_Given request 1_: In the reactor patent, what profile does the internal surface of the swirling chamber preferably have?
_Given request 2_: In one to three sentences, explain why, according to the reactor patent, the neck has a swirling chamber below the burner that is connected to the tangential gas inlet.

_Source passage_:
■ ■ ■
Process and a reactor for oxidation of a hydrocarbon

Abstract

A process and related reactor (1) for oxidation of a hydrocarbon feedstock are disclosed, the reactor (1) comprising a vessel (3) and a neck (5) with an axial burner (6) and a tangential gas inlet (2), wherein the neck (5) has a swirling chamber (10) located below said burner (6) and connected to said gas inlet (2), to produce a gas vortex (V) which optimizes the mixing between the gas stream (G) and the oxidizer in said neck (5). Preferably the swirling chamber (10) has an internal surface (12) with a log-spiral profile.

Claims

1. A reactor for reacting a hydrocarbon-containing feedstock with an oxidizer stream, the reactor comprising: a vessel defining a combustion chamber, at least an axial burner for delivering said oxidizer stream to said combustion chamber, an inlet for said hydrocarbon-containing feedstock, and a swirling chamber connected to said inlet, wherein said swirling chamber is located downstream of said burner and upstream of said combustion chamber, and is in fluid communication with said burner and combustion chamber, wherein said inlet and swirling chamber are arranged to impart a swirling motion around an axis of the reformer to the hydrocarbon-containing feedstock, wherein said swirling chamber is delimited laterally by a side wall with a spiral-like internal surface so that the distance of said internal surface from the axis of the reformer progressively decreases from the inlet section of said hydrocarbon-containing feedstock inlet; wherein said vessel has a neck delimiting at least part of said combustion chamber, the neck having a portion with enlarged cross section, and wherein said portion delimits the swirling chamber and is connected with the hydrocarbon-containing feedstock inlet.

2. The reactor according to claim 1, wherein said swirling chamber is located at the top of the neck.

3. The reactor according to claim 1, wherein there is a gap between said swirling chamber and the tip of said burner, so that a pre-chamber is formed downstream the burner and above said swirling chamber.

4. The reactor according to claim 1, wherein said spiral-like internal surface of the swirling chamber covers an angle of about 360 degrees.

5. The reactor according to claim 4, wherein said spiral-like internal surface has one end matching an internal wall of the hydrocarbon-containing feedstock inlet, at the inlet section, and an opposite end matching an opposite internal side of said inlet.

6. The reactor according to claim 4, wherein said spiral-like internal surface is a log-spiral surface, having a cross-section profile following a logarithmic spiral.

7. The reactor according to claim 1, wherein the vessel contains a catalytic bed and the combustion chamber is above said catalytic bed.

8. The reactor according to claim 1, said reactor being an autothermal reformer, a secondary reformer of a hydrocarbon-reforming equipment, or a partial oxidation gas generator.

9. A process for reacting a hydrocarbon-containing feedstock with an oxidizer stream inside a combustion chamber of a reactor, wherein said oxidizer stream is fed to said combustion chamber in direction of an axis of said chamber, wherein a swirling motion around said axis is imparted to said gas stream entering the combustion chamber; wherein a substantially axial-symmetric velocity field is imparted to said hydrocarbon-containing feedstock inside the combustion chamber, by feeding said stream to said combustion chamber via a spiral-like path, wherein said reactor is in accordance with claim 1.
■ ■ ■
_Information supplied_:
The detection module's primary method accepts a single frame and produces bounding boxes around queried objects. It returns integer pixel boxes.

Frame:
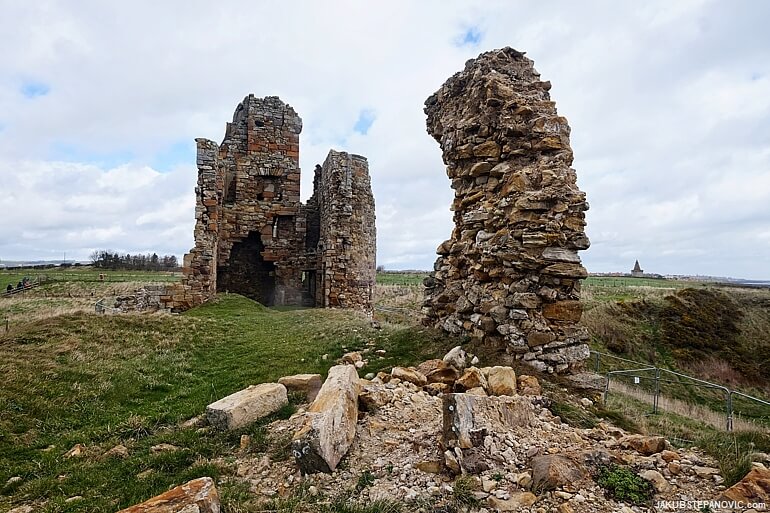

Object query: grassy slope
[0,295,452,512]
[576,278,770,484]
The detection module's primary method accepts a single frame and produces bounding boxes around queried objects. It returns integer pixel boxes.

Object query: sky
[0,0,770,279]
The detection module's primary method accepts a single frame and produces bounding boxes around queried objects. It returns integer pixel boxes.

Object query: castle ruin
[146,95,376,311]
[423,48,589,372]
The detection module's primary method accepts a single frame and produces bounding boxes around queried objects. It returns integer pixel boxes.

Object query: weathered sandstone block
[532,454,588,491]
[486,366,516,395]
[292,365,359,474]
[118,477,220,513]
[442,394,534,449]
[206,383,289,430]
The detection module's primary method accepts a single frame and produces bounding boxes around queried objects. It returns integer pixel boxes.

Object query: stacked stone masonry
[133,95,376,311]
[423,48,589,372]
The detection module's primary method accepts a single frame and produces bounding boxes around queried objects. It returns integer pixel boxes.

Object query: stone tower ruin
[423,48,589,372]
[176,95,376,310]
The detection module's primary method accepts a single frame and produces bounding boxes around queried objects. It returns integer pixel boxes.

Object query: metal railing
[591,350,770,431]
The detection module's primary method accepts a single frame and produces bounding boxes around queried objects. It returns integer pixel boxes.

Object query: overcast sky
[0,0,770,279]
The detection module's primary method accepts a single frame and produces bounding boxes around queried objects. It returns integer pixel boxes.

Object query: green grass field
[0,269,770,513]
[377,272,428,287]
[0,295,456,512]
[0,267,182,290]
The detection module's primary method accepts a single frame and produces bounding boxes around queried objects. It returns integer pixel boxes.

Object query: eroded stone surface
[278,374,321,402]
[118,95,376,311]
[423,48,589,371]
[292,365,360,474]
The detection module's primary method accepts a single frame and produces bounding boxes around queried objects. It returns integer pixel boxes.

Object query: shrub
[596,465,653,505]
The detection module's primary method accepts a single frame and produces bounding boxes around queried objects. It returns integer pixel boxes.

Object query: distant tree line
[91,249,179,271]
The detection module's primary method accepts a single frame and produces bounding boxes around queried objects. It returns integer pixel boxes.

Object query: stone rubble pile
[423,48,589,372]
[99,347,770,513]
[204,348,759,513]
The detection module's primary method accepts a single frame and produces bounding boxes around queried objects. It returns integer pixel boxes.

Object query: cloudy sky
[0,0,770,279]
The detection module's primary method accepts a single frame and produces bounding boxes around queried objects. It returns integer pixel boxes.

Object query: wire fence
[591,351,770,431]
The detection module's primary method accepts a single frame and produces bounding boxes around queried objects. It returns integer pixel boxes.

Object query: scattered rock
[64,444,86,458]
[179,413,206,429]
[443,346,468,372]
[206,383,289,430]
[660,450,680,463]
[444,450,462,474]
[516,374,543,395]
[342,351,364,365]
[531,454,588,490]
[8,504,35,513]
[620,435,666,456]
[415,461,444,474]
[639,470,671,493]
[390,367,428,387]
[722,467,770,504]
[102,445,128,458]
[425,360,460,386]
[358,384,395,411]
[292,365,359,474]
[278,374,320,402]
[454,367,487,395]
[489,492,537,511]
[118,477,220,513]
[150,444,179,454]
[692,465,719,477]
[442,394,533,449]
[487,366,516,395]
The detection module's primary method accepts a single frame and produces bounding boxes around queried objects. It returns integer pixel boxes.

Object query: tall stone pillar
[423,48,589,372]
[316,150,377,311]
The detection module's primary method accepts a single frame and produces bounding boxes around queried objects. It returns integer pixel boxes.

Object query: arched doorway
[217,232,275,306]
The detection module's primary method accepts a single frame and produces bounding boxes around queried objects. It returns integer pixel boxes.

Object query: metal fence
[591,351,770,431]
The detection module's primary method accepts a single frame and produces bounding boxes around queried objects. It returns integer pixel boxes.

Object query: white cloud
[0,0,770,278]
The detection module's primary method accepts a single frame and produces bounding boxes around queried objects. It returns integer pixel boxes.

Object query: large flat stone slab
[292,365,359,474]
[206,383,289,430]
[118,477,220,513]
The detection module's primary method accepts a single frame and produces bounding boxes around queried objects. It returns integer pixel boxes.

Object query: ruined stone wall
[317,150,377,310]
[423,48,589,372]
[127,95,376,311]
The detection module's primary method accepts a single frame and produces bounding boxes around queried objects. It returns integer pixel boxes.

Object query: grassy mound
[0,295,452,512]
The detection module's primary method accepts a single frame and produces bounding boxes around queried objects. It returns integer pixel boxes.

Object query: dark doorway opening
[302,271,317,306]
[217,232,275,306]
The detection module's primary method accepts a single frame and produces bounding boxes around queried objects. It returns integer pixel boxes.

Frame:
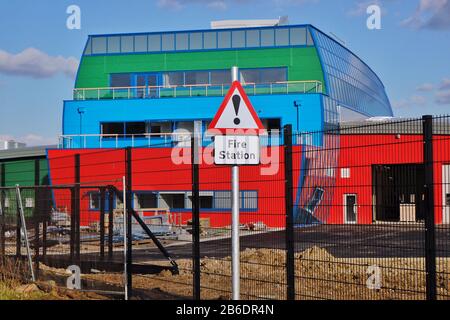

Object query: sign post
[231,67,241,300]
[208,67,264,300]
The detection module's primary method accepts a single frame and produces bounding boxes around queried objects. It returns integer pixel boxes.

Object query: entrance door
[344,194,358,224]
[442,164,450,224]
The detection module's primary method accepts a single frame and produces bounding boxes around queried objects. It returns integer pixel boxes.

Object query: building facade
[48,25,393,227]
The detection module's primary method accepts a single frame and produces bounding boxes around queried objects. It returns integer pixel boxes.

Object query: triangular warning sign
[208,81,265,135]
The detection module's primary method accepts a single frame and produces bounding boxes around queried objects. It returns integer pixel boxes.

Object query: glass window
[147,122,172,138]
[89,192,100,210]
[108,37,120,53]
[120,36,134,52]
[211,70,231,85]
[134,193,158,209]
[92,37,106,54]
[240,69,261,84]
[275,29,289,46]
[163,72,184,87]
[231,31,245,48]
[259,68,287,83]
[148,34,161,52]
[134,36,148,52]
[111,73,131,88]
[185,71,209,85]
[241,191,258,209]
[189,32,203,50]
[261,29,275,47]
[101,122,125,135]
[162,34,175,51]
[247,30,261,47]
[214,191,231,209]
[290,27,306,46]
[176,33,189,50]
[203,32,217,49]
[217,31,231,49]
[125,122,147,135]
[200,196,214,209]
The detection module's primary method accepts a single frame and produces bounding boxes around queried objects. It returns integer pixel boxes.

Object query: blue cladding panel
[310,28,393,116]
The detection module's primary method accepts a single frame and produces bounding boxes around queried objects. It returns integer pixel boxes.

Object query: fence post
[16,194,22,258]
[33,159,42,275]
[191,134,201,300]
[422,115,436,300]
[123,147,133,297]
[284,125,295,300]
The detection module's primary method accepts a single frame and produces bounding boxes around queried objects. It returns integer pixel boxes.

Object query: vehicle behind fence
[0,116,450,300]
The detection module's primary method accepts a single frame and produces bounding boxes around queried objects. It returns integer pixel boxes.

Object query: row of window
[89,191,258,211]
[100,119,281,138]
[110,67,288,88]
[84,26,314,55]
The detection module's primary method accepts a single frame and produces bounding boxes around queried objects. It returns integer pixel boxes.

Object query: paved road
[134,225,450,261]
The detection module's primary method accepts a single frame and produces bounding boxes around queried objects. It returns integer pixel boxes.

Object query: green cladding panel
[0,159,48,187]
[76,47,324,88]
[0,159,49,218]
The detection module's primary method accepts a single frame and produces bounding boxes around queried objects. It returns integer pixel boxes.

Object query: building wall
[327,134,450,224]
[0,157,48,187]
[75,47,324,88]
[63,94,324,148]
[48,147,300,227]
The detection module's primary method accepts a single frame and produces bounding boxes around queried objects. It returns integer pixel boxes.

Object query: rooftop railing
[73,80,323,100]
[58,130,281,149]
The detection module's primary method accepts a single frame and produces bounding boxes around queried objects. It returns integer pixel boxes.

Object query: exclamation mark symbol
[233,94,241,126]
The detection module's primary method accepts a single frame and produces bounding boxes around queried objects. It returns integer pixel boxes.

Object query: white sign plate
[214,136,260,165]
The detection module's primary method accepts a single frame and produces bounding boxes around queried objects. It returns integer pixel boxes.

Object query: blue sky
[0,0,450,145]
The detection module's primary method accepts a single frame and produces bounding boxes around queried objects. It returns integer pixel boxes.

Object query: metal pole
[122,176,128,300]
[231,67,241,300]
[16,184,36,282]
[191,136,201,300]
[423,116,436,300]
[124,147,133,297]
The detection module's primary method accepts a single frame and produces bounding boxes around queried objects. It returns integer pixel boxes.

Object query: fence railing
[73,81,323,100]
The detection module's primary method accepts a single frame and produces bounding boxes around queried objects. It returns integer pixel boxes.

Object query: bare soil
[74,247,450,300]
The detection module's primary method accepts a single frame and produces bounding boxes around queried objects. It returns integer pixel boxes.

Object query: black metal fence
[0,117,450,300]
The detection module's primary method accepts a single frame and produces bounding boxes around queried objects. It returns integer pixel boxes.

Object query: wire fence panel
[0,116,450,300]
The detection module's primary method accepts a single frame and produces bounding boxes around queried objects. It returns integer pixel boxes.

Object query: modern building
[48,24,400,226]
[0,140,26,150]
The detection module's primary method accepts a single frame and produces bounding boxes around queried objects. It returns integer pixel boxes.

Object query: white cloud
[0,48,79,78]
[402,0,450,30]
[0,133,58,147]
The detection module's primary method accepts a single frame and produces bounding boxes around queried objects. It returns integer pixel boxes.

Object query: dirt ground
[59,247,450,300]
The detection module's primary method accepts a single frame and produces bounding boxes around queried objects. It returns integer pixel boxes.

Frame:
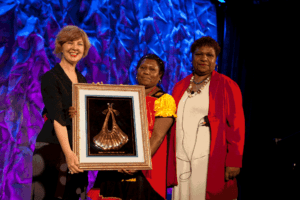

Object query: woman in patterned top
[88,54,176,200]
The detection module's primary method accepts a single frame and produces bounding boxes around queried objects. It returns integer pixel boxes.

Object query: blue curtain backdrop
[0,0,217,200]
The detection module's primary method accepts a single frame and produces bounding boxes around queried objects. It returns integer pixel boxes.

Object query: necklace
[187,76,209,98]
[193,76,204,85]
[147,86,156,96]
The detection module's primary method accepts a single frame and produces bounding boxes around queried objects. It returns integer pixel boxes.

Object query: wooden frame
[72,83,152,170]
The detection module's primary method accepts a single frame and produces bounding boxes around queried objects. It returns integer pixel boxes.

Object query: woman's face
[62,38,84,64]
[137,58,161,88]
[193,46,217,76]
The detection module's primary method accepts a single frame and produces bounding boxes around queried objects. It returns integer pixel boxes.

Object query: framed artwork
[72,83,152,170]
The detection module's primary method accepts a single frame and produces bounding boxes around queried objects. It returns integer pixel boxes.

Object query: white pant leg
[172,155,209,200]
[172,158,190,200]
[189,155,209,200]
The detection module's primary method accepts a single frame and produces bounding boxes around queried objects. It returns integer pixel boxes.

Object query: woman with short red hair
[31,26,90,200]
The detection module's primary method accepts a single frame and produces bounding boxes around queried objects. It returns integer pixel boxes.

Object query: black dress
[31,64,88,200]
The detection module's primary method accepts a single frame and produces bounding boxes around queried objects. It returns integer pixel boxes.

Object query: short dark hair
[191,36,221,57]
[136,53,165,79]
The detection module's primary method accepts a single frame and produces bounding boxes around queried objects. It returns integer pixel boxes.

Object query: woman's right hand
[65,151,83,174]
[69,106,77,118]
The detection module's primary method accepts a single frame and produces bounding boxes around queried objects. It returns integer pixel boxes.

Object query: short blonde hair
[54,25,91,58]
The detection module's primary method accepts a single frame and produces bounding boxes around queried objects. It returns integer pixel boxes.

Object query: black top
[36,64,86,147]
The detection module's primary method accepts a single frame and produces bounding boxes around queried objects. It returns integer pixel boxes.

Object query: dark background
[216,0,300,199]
■ ■ ■
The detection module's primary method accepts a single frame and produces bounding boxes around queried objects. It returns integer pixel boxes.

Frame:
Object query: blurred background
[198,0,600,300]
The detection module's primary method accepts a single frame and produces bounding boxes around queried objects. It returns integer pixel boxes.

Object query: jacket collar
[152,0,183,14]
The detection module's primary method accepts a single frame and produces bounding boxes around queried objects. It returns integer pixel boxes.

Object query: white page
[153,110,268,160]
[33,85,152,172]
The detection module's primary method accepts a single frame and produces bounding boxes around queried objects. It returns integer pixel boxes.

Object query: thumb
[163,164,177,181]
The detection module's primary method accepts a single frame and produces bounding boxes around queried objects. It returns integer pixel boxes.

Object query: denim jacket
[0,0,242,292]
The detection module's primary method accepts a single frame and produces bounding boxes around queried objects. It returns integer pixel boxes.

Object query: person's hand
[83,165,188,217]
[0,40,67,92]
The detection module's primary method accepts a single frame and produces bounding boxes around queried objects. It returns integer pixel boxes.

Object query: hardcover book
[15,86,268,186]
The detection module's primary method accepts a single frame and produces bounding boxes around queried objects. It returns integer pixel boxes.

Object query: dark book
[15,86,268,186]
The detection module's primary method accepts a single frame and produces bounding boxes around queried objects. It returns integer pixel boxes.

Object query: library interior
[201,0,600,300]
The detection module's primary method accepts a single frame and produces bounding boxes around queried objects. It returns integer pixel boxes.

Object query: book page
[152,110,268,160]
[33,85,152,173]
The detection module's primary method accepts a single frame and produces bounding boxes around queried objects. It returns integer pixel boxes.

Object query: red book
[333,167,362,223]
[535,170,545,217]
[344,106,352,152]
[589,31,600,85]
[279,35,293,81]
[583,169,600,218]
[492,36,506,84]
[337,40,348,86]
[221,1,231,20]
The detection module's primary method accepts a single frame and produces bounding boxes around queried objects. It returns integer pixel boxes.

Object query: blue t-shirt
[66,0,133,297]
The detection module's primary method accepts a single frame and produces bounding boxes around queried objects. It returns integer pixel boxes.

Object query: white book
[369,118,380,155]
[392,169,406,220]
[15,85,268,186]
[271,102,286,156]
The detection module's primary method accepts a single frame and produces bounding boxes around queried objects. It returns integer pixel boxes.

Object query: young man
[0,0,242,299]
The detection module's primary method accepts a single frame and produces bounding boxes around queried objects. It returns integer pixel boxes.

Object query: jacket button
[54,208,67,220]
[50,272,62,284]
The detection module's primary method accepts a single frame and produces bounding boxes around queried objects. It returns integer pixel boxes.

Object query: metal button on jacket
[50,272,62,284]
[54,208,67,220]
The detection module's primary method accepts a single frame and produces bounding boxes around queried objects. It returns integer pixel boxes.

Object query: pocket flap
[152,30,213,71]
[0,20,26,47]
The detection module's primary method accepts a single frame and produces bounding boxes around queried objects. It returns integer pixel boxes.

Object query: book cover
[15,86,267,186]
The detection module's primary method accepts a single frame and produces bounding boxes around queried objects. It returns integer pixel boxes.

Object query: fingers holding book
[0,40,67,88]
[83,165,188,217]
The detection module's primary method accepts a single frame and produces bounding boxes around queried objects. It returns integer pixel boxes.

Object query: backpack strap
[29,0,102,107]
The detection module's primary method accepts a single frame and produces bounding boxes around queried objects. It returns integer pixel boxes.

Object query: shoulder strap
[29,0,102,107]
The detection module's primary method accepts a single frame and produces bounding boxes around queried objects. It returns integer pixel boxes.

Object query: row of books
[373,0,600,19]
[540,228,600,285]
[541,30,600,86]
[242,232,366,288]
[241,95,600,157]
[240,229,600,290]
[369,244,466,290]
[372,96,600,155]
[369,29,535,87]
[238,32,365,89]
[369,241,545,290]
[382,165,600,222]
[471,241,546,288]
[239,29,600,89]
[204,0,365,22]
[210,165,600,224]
■ ■ ■
_Final answer 1_: A log-spiral profile.

_Final answer 2_: The swirling chamber produces a gas vortex. That vortex optimizes the mixing between the gas stream and the oxidizer in the neck.